- [DOCUMENT TEXT]
═══

To justify the additional cost of a real-time connection, the communication performance in terms of latency and jitter with these devices must be at least a couple of orders of magnitude better than a mildly loaded conventional control system (10 ms), e.g. greater than 10 kHz. Although systems managing high-speed data do not improve the absolute performance of the accelerator (excluding bunch by bunch systems), they could be profitably used to enhance overall machine stability, speed up optimization and augment diagnostic capabilities.

For Elettra 2.0, equipment featuring dual interfaces will include 1344 magnet power converters (PS) and 171 beam position monitors (BPM). Furthermore, high-speed dedicated network links will be extended to low-level RF systems for the radiofrequency cavities, insertion devices, and photon diagnostics in the beamlines, even though the hardware for these systems has not yet been completely defined.

Due to the heterogeneous nature of connected devices and the opportunity to develop applications capable of harnessing highly synchronized data (LOCO [5], beam based alignment, post-mortem analysis, instability detection, electron-photon correlations, electron/photon beam optimizations, power converter prognostics and beam position monitor fault detection), the decision was made to centralize all fast interfaces at a unique point, a dedicated Intel based server. This server will be underpinned by a system based on DPDK and coded in C, ensuring the flexibility to implement advanced control schemes surpassing mere orbit stabilization.

═══

- [WORK TO COMPLETE]
a: Please reproduce the part of the Elettra 2.0 text starting at "Due to the heterogeneous" and ending at "mere orbit stabilization.".
b: According to the Elettra 2.0 text, where was it decided to centralize all fast interfaces?

═══

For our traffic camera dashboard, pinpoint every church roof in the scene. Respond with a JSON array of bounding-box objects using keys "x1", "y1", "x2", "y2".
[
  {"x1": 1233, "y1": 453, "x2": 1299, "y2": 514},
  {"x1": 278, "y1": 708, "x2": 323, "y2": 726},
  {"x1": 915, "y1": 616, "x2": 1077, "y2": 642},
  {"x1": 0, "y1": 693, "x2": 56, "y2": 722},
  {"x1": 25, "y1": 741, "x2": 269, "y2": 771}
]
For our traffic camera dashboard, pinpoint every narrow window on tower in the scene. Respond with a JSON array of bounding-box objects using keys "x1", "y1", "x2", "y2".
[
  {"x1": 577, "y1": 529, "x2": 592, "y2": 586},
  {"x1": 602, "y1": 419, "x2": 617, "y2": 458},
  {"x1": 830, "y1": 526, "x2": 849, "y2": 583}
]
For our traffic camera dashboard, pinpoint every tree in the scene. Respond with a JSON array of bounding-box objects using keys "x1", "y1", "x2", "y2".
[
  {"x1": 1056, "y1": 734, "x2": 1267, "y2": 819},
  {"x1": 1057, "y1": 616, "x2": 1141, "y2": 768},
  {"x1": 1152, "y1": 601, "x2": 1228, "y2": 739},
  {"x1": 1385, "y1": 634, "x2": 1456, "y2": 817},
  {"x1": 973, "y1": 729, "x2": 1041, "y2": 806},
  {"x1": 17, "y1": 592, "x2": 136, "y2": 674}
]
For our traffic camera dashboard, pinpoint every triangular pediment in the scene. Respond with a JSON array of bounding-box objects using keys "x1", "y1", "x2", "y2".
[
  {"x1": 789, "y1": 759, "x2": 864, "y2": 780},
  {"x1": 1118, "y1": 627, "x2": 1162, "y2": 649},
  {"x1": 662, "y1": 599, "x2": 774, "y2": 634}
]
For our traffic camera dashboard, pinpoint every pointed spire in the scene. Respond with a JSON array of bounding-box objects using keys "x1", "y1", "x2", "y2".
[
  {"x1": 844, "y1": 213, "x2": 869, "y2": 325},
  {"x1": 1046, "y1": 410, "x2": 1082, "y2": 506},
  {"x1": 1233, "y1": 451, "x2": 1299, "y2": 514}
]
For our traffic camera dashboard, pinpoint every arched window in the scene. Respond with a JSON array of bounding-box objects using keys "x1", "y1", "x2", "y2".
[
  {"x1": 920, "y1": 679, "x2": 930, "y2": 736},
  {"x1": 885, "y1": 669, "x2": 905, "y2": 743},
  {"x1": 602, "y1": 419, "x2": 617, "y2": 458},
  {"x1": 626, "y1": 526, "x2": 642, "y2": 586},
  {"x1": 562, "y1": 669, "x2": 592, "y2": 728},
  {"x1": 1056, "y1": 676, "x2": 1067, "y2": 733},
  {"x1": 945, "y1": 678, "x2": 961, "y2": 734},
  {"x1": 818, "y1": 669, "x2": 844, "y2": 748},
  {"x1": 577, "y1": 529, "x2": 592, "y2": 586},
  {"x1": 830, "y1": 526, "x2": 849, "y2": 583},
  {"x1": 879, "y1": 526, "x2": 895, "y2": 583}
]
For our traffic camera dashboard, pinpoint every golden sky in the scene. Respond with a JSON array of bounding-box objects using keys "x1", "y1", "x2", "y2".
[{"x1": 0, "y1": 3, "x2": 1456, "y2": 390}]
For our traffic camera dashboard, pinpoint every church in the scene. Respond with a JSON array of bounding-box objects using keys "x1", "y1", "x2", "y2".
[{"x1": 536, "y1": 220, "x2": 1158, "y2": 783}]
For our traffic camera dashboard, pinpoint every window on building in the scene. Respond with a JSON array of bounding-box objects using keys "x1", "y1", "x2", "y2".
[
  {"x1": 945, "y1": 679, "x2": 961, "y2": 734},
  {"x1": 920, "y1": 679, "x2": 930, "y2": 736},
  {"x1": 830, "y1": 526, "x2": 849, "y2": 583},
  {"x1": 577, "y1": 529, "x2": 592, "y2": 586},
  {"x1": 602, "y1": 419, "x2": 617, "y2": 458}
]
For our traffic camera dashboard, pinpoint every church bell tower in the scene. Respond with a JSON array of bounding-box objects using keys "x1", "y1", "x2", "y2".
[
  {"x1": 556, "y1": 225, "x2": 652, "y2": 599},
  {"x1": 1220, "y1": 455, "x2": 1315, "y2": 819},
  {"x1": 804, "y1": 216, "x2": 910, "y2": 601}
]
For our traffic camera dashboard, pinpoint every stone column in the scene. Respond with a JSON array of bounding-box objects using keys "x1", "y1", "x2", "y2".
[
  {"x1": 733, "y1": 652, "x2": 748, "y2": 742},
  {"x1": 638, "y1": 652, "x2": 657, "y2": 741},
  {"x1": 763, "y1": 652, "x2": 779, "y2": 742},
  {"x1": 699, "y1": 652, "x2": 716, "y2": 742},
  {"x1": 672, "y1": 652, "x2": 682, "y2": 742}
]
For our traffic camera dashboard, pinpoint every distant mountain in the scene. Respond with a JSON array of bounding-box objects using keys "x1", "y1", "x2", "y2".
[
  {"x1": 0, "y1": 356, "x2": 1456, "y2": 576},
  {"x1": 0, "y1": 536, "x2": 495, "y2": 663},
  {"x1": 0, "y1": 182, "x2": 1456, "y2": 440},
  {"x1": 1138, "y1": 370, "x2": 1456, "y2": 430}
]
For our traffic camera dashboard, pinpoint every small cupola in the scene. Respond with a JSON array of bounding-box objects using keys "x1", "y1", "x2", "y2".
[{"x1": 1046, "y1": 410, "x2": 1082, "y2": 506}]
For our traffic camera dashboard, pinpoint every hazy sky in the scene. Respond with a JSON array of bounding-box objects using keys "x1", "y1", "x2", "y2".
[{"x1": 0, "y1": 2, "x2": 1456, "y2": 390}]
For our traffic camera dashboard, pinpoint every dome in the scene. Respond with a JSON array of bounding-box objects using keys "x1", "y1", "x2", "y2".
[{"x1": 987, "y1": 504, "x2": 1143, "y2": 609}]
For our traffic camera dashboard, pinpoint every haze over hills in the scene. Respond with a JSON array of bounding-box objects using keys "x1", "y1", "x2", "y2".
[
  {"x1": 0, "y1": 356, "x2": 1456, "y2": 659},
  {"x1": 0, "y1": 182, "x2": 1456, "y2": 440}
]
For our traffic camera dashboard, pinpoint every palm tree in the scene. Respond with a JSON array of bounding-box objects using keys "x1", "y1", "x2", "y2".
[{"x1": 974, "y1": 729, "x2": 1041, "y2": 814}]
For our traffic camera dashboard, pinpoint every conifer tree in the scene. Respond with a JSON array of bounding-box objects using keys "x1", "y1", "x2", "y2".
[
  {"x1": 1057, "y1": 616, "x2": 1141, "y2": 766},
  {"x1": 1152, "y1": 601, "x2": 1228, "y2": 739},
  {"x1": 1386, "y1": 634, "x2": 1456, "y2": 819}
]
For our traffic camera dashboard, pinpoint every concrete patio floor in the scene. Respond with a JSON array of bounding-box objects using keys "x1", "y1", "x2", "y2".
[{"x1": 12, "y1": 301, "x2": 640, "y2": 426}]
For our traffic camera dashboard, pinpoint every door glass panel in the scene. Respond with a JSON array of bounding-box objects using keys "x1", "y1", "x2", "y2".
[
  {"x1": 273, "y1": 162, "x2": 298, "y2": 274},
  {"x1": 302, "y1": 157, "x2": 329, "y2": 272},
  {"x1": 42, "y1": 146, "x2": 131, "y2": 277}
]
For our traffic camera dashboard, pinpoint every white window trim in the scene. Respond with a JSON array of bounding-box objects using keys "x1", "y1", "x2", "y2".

═══

- [TASK-BY-TASK SOLUTIONS]
a:
Due to the heterogeneous nature of connected devices and the opportunity to develop applications capable of harnessing highly synchronized data (LOCO [5], beam based alignment, post-mortem analysis, instability detection, electron-photon correlations, electron/photon beam optimizations, power converter prognostics and beam position monitor fault detection), the decision was made to centralize all fast interfaces at a unique point, a dedicated Intel based server. This server will be underpinned by a system based on DPDK and coded in C, ensuring the flexibility to implement advanced control schemes surpassing mere orbit stabilization.

b: At a unique point, a dedicated Intel based server.